- **Kaynak**
“Kara Üçleme: Hayat Berbat, Güneş Bize Haram, Ecel Terleri!”

Bu başlık, Fransız yazar Leo Malet’nin “Kara Üçlemesi”ndeki romanların adlarından alınmıştır ve hepsi Türkiye’nin yakın-uzak siyasal ve toplumsal tarihinin ana başlıkları gibidir. Bugün de, memleketin geleceğine dair bir umut beslememize yol açan ne varsa, her türlü kirli, karanlık ve kanlı ilişki ve tezgâhın politik ifadesi durumundaki bir iktidarın saldırısı altındadır. Hayatımız artık iyiden iyiye bir “kara roman” konusu haline gelmiştir…

***

En karamsar öngörülerin, kanlı-karanlık tahminleri fena halde tutmaya, isabet kaydetmeye başladığı günlerdeyiz. Her şey o kadar “kör kör gözüm parmağına” misali seyrediyor ki, insan, “yok artık o kadar da değil!” sözünü aklından bile geçiremediği gibi, “acaba çok mu iyimserim!” endişesine kapılıyor. Hemen herkes olacakları tahmin ve öngörme konusundaki başarısını kendi ideolojik-teorik-politik ferasetine yorsa da, kabul etmek gerekir ki bunu her şeyden önce, hatta neredeyse sadece iktidardaki şahsa borçluyuz! Bu ülke, bugüne kadar böyle açık sözlüsünü, niyetini bu denli net ortaya koyanını, böyle “kör kör gözüm parmağına” gidenini görmedi. Kendimizi bildik bileli, Türkiye’de siyaset denilince hemen her şey üstü örtülü dolaplara, tezgâh, komplo ve manevralara bağlanır, ancak en azından son birkaç yıldır her şey apaçık yaşanıyor. RTE, söylediklerini tevil yoluyla yenip yutulur hale getirmeye çalışan hempalarını bile tersleyip bozum ederek niyetinin aynen söylediği gibi olduğunu ifade ediyor. Kabul etmek gerekir ki RTE, memleket siyasetine bir nevi “doğruluk ve dürüstlük” getirmiştir. Ne kadar endişelensek yeridir!

İftira mı?

- **Verilen Liste**
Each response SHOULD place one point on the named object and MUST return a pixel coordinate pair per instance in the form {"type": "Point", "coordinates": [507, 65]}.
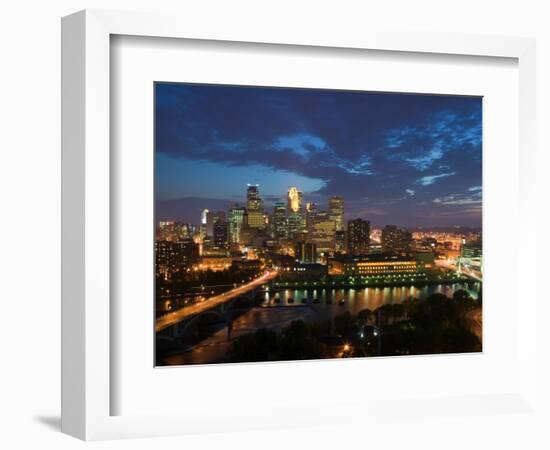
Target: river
{"type": "Point", "coordinates": [311, 305]}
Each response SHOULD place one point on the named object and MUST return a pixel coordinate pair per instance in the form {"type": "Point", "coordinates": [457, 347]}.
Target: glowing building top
{"type": "Point", "coordinates": [294, 200]}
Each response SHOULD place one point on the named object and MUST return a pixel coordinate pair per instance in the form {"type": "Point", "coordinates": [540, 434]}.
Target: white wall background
{"type": "Point", "coordinates": [30, 198]}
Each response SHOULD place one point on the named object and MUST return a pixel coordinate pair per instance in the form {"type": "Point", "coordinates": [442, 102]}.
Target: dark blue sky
{"type": "Point", "coordinates": [404, 159]}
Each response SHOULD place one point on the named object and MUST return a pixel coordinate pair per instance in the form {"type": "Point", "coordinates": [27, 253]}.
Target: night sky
{"type": "Point", "coordinates": [403, 159]}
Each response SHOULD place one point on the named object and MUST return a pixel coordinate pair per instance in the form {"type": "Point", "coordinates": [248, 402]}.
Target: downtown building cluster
{"type": "Point", "coordinates": [293, 234]}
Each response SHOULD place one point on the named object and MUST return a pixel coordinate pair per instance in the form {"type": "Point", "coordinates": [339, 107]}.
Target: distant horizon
{"type": "Point", "coordinates": [397, 159]}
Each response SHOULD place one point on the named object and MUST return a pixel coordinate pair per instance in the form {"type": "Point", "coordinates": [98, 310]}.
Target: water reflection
{"type": "Point", "coordinates": [355, 300]}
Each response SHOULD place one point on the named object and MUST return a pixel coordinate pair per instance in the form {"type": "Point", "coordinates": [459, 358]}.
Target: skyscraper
{"type": "Point", "coordinates": [294, 199]}
{"type": "Point", "coordinates": [211, 218]}
{"type": "Point", "coordinates": [280, 222]}
{"type": "Point", "coordinates": [254, 207]}
{"type": "Point", "coordinates": [305, 252]}
{"type": "Point", "coordinates": [253, 199]}
{"type": "Point", "coordinates": [295, 217]}
{"type": "Point", "coordinates": [220, 236]}
{"type": "Point", "coordinates": [323, 233]}
{"type": "Point", "coordinates": [358, 237]}
{"type": "Point", "coordinates": [336, 211]}
{"type": "Point", "coordinates": [395, 239]}
{"type": "Point", "coordinates": [236, 223]}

- **Yapılacak Çalışmalar**
1. Kaynak metne göre karamsar tahminlerin tutmasındaki başarı neden "neredeyse sadece iktidardaki şahsa" borçludur? Metnin gösterdiği gerekçeyle bir ila üç cümlede açıklayınız.
2. Türkiye siyaseti üzerine yazılmış "Kara Üçleme" başlıklı yazının bir sonraki bölümünü, kaynağın son satırından itibaren yazınız.

- **Çalışma Yanıtları**
1. Metne göre bu ülke, niyetini bu denli net ortaya koyan, böyle açık sözlü ve "kör kör gözüm parmağına" giden birini daha önce görmemiştir. Türkiye'de siyaset hep üstü örtülü dolaplara, tezgâh ve komplolara bağlanırken son birkaç yıldır her şey apaçık yaşanmaktadır. RTE, sözlerini tevil etmeye çalışanları bile tersleyerek niyetinin aynen söylediği gibi olduğunu ifade etmektedir.

2.
Ortada “Başkan”ın niyetleri konusunda kötü bir “okuma” veya müzmin muhaliflikten kaynaklı bir “iftira” durumu yok. Eminiz, çünkü her şey apaçık ortada. Adam ne demişse açık açık yapıyor; ne yapmışsa açık açık söylüyor! Uygulamaya konulan çatışma politikasının, dışarıya yönelik IŞİD bahanesi bir yana, esas olarak Kürt siyasi hareketini hedeflediği çok açık. Hatta IŞİD’i unuttuk bile! Gerçi yurtiçi ve yurtdışı hava ve kara bombardımanlarına bakıp, “yahu otuz yıl boyunca Kürtleri bombaladınız, hiçbir işe yaramadı, hâlâ mı ders almadınız!” demek de mümkün. Ancak, bunu yapanlar da yaptıranlar da biliyor. Bu nedenle öncelikli amaç, yeni bir seçim sürecinde, daha öncekinde bütün “başkanlık” planlarını bozan HDP’nin ciddi biçimde izole edilip geriletilmesi, diz çöktürülmesi, hatta mümkünse defterinin dürülmesi; taraftar ve seçmen kitlesinin sistematik bir devlet terörüyle pasifize edilmesi; askeri planda daha avantajlı bir konum kazanarak PKK’nin sıkıştırılıp kuşatılması. Böylece iyice güçten düşmüş ve kolay teslim alabileceği bir muhatap yaratmak; başarı ölçüsünde de kendi istediği muhatapları, yani “kendi Kürtlerini” sürece dâhil edip ön plana çıkarmak. Ayrıca çok da öfkeliler: Bakın Yalçın Akdoğan da söyledi, Reisicumhur’un barış sürecini bitirme nedeni Demirtaş’ın “Seni başkan yaptırmayacağız!” sözüymüş. Tabii, bu kişisel bir öfke ve hırsın ötesinde bir durum; bir dizi başka kayıplara ve de felâketlere yol açabilecek bir seçim yenilgisinin, bu aşamada öncelikle, savaş dâhil her yola başvurularak telafi edilmesi. Yoksa 90’ların o malûm usulleriyle yenilip yok edilemeyen PKK’nin bugün, hem de bölge çapında büyük bir ulusal-toplumsal-siyasal harekete dönüşmüş haliyle “normal” şartlarda kesin bir yenilgiye uğratılıp yok edilemeyeceğini, silah falan bırakmayacağını herkes biliyor.

Savaş strateji mi, taktik mi?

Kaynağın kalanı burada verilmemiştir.